> **YOUR OBJECTIVE**
Output every line of the data exactly as it appears.

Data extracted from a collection
+++
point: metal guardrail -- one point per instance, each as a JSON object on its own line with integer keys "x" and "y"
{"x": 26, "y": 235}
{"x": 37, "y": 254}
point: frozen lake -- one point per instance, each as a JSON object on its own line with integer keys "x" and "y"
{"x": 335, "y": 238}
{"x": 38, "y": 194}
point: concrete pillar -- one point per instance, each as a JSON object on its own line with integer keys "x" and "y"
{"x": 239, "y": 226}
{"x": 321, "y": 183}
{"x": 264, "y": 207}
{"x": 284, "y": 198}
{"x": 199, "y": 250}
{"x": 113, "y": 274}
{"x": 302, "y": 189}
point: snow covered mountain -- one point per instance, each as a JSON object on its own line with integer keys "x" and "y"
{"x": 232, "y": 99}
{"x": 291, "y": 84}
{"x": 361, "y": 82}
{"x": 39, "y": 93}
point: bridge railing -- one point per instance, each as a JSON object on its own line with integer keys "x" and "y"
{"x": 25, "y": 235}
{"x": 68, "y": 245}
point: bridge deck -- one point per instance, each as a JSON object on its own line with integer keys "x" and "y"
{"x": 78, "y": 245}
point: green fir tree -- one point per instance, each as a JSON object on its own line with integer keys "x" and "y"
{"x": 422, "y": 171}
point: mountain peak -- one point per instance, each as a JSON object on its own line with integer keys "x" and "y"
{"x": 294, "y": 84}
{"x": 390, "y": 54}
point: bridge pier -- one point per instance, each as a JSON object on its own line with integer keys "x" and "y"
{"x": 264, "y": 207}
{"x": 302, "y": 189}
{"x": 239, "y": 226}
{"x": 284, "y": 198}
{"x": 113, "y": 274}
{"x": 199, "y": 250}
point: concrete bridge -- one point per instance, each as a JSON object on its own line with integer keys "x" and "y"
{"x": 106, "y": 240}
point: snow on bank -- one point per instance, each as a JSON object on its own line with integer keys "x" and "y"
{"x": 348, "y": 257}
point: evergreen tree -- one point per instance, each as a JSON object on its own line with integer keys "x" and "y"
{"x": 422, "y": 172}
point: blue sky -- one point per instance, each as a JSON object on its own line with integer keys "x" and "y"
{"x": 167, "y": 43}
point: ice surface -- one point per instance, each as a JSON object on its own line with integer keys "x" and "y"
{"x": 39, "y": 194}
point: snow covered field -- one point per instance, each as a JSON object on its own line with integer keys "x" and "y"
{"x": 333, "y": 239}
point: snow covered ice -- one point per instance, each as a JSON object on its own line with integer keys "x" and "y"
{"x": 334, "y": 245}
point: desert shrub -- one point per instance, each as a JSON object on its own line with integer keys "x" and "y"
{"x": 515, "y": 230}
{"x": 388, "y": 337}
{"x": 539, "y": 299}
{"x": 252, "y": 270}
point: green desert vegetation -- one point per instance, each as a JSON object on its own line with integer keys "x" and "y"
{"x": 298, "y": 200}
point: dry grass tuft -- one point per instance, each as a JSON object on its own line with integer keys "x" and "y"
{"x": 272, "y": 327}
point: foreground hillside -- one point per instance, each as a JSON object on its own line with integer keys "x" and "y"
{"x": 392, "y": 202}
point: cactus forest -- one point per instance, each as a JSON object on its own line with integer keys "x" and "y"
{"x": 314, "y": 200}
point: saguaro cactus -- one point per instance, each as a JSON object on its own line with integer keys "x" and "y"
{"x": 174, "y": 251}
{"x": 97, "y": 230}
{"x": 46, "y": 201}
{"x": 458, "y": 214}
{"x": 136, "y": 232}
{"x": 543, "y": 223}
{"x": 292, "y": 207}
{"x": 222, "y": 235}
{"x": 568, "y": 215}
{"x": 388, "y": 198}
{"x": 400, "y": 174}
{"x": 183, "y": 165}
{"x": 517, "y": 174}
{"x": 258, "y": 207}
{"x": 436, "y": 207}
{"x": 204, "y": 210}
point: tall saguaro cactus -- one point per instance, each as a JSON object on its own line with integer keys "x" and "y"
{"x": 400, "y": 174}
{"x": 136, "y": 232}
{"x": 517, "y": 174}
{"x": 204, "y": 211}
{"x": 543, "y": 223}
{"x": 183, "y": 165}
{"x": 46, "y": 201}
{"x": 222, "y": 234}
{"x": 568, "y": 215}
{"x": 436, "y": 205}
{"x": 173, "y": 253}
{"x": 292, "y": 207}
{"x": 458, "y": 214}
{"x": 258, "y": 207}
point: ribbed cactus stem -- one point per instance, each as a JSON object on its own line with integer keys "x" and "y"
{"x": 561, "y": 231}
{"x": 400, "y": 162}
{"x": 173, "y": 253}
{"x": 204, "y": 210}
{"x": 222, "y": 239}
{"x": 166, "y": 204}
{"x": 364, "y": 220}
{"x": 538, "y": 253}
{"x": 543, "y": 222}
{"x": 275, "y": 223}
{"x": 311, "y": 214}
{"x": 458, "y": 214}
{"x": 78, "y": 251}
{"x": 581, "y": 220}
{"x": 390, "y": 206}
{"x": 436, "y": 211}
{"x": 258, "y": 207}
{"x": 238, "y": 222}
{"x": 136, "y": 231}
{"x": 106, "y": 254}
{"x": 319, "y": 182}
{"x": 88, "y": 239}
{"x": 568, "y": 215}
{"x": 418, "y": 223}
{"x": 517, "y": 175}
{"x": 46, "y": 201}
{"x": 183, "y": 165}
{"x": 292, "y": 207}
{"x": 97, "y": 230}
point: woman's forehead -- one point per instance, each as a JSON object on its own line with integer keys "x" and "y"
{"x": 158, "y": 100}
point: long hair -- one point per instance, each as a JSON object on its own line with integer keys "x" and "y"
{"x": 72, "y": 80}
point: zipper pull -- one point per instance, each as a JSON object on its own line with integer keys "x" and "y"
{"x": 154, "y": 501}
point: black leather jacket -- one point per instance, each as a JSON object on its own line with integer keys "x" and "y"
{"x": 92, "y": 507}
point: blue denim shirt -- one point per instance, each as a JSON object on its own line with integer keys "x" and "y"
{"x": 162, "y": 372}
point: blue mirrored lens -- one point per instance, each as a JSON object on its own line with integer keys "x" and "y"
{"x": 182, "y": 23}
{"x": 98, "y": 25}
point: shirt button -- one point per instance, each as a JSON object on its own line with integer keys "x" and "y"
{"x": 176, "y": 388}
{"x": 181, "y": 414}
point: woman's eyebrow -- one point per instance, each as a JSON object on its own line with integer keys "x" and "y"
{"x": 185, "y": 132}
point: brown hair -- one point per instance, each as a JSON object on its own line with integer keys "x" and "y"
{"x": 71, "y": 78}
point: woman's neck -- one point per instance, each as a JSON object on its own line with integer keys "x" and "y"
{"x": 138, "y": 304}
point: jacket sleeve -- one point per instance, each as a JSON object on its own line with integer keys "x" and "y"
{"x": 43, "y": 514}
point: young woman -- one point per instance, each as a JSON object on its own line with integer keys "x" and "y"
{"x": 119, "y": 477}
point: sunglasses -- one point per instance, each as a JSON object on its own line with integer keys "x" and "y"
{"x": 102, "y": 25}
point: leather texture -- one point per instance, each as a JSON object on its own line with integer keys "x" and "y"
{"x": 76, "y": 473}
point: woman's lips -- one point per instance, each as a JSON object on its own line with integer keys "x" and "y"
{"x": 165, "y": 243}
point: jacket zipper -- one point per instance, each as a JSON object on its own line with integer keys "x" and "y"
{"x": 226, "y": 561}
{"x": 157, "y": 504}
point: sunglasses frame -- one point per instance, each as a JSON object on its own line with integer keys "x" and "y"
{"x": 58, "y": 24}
+++
> **EXPECTED ANSWER**
point: metal guardrail -- one point per instance, each as a JSON object on its own line with integer keys "x" and "y"
{"x": 26, "y": 235}
{"x": 37, "y": 254}
point: frozen lake -- one point per instance, each as a JSON object on its own line with integer keys "x" and "y"
{"x": 335, "y": 238}
{"x": 38, "y": 194}
point: concrete pillar -- one point per instance, each as a JSON object on its own line with integer keys "x" and "y"
{"x": 239, "y": 226}
{"x": 321, "y": 183}
{"x": 264, "y": 207}
{"x": 284, "y": 198}
{"x": 199, "y": 250}
{"x": 113, "y": 274}
{"x": 302, "y": 189}
point: snow covered mountain -- one point per instance, each as a JSON object on its own line with integer keys "x" and "y"
{"x": 232, "y": 99}
{"x": 291, "y": 84}
{"x": 361, "y": 82}
{"x": 39, "y": 93}
point: bridge railing -- one point per instance, each as a JSON object on its own line with integer keys "x" and "y"
{"x": 25, "y": 235}
{"x": 68, "y": 245}
point: bridge deck -- one point per instance, each as a JSON object on its own line with integer keys "x" and "y"
{"x": 78, "y": 245}
point: green fir tree -- one point per instance, each as a JSON object on its own line with integer keys "x" and "y"
{"x": 422, "y": 171}
point: mountain peak -- one point per instance, each as a JSON object on its own line with integer keys "x" and "y"
{"x": 294, "y": 84}
{"x": 390, "y": 54}
point: bridge pier -- one point per instance, each as a JSON object on its own line with integer keys "x" and "y"
{"x": 264, "y": 207}
{"x": 302, "y": 189}
{"x": 239, "y": 226}
{"x": 284, "y": 198}
{"x": 113, "y": 274}
{"x": 199, "y": 250}
point: concrete bridge -- one point per instance, each as a JSON object on its own line with integer keys "x" and "y"
{"x": 106, "y": 240}
point: snow on bank -- one point per instance, each as a JSON object on its own line with integer keys "x" and "y"
{"x": 348, "y": 257}
point: evergreen tree -- one point per instance, each as a JSON object on its own line with integer keys "x" and "y"
{"x": 422, "y": 172}
point: blue sky -- one point per instance, each as a JSON object on its own line with integer keys "x" and "y"
{"x": 167, "y": 43}
point: ice surface -- one point per instance, each as a JSON object on its own line with integer keys "x" and "y"
{"x": 39, "y": 194}
point: snow covered field -- one point per instance, each as a JSON object on its own line with integer keys "x" and "y"
{"x": 333, "y": 239}
point: snow covered ice -- one point per instance, each as a JSON object on its own line with integer keys "x" and "y"
{"x": 334, "y": 245}
point: desert shrub -- one point per instance, each as a JSON object on its own line with integer keys "x" and "y"
{"x": 515, "y": 230}
{"x": 388, "y": 337}
{"x": 539, "y": 299}
{"x": 252, "y": 270}
point: green desert vegetation -- one point per instance, each as a JSON object on its own line with integer keys "x" and "y"
{"x": 298, "y": 200}
point: dry grass tuft -- one point per instance, each as a JSON object on its own line with integer keys "x" and "y"
{"x": 272, "y": 327}
point: foreground hillside -- one point per instance, each as a JSON object on its own line with integer keys "x" and "y"
{"x": 392, "y": 202}
point: cactus forest -- one point per instance, each as a JSON object on its own line with integer keys "x" and "y"
{"x": 314, "y": 200}
point: saguaro cactus -- one point per instance, each as a JSON object on its own line with integer keys "x" and "y"
{"x": 174, "y": 251}
{"x": 97, "y": 230}
{"x": 46, "y": 201}
{"x": 458, "y": 214}
{"x": 136, "y": 232}
{"x": 543, "y": 223}
{"x": 292, "y": 207}
{"x": 222, "y": 235}
{"x": 568, "y": 215}
{"x": 388, "y": 198}
{"x": 400, "y": 174}
{"x": 183, "y": 165}
{"x": 517, "y": 174}
{"x": 258, "y": 207}
{"x": 436, "y": 207}
{"x": 204, "y": 210}
point: tall saguaro cactus -- one point per instance, each as a JSON object on its own line with integer keys "x" and "y"
{"x": 400, "y": 174}
{"x": 136, "y": 232}
{"x": 517, "y": 174}
{"x": 204, "y": 211}
{"x": 543, "y": 223}
{"x": 183, "y": 165}
{"x": 46, "y": 201}
{"x": 222, "y": 234}
{"x": 568, "y": 215}
{"x": 436, "y": 205}
{"x": 173, "y": 253}
{"x": 292, "y": 207}
{"x": 458, "y": 214}
{"x": 258, "y": 207}
point: ribbed cactus stem -- one point per instance, each as a JSON object on its own line with integer keys "x" and "y"
{"x": 561, "y": 231}
{"x": 400, "y": 162}
{"x": 173, "y": 253}
{"x": 204, "y": 210}
{"x": 222, "y": 239}
{"x": 166, "y": 204}
{"x": 364, "y": 220}
{"x": 538, "y": 253}
{"x": 543, "y": 222}
{"x": 275, "y": 223}
{"x": 311, "y": 214}
{"x": 458, "y": 214}
{"x": 78, "y": 251}
{"x": 581, "y": 220}
{"x": 390, "y": 206}
{"x": 436, "y": 211}
{"x": 258, "y": 207}
{"x": 238, "y": 222}
{"x": 136, "y": 231}
{"x": 106, "y": 254}
{"x": 319, "y": 182}
{"x": 88, "y": 239}
{"x": 568, "y": 215}
{"x": 418, "y": 223}
{"x": 517, "y": 175}
{"x": 46, "y": 201}
{"x": 183, "y": 165}
{"x": 292, "y": 207}
{"x": 97, "y": 230}
point: woman's forehead -- one point per instance, each as a JSON object on its own line with integer keys "x" and "y"
{"x": 158, "y": 100}
point: long hair -- one point per instance, each as a JSON object on its own line with integer keys "x" and "y"
{"x": 72, "y": 80}
point: zipper pull -- one point per instance, each as a JSON object on its own line with integer keys "x" and "y"
{"x": 154, "y": 501}
point: black leather jacket -- one point per instance, each as a JSON object on its own line with integer keys "x" and "y"
{"x": 92, "y": 507}
point: blue denim shirt -- one point per instance, each as a JSON object on its own line with integer keys "x" and "y"
{"x": 162, "y": 372}
point: blue mirrored lens -- one point per instance, each as a JSON object on its own line with integer keys "x" and "y"
{"x": 182, "y": 23}
{"x": 98, "y": 25}
point: shirt button -- one point per instance, each as a JSON object on its own line with integer keys "x" and "y"
{"x": 176, "y": 388}
{"x": 181, "y": 414}
point: woman's eyebrow -- one point per instance, each as a JSON object on its own line with integer keys "x" and "y"
{"x": 185, "y": 132}
point: brown hair -- one point per instance, each as a JSON object on its own line with integer keys "x" and "y"
{"x": 71, "y": 78}
point: woman's neck -- one point per instance, each as a JSON object on its own line with integer keys "x" and "y"
{"x": 138, "y": 304}
point: jacket sleeve -- one point per instance, each as a JSON object on its own line with integer keys "x" and "y"
{"x": 43, "y": 514}
point: young woman -- one point per instance, each as a JSON object on its own line with integer keys "x" and "y"
{"x": 119, "y": 477}
point: sunglasses -- one point per instance, each as a JSON object on its own line with integer keys "x" and "y"
{"x": 102, "y": 25}
point: leather texture -- one point per instance, each as a JSON object on its own line with integer keys "x" and "y"
{"x": 76, "y": 473}
point: woman's lips -- one point per instance, each as a JSON object on its own line with integer keys "x" and "y"
{"x": 165, "y": 243}
point: jacket zipper -- one point per instance, each as a JSON object on its own line with integer keys "x" and "y"
{"x": 226, "y": 561}
{"x": 157, "y": 504}
point: sunglasses frame -- one point per instance, each as a JSON object on its own line with integer keys "x" and "y"
{"x": 58, "y": 24}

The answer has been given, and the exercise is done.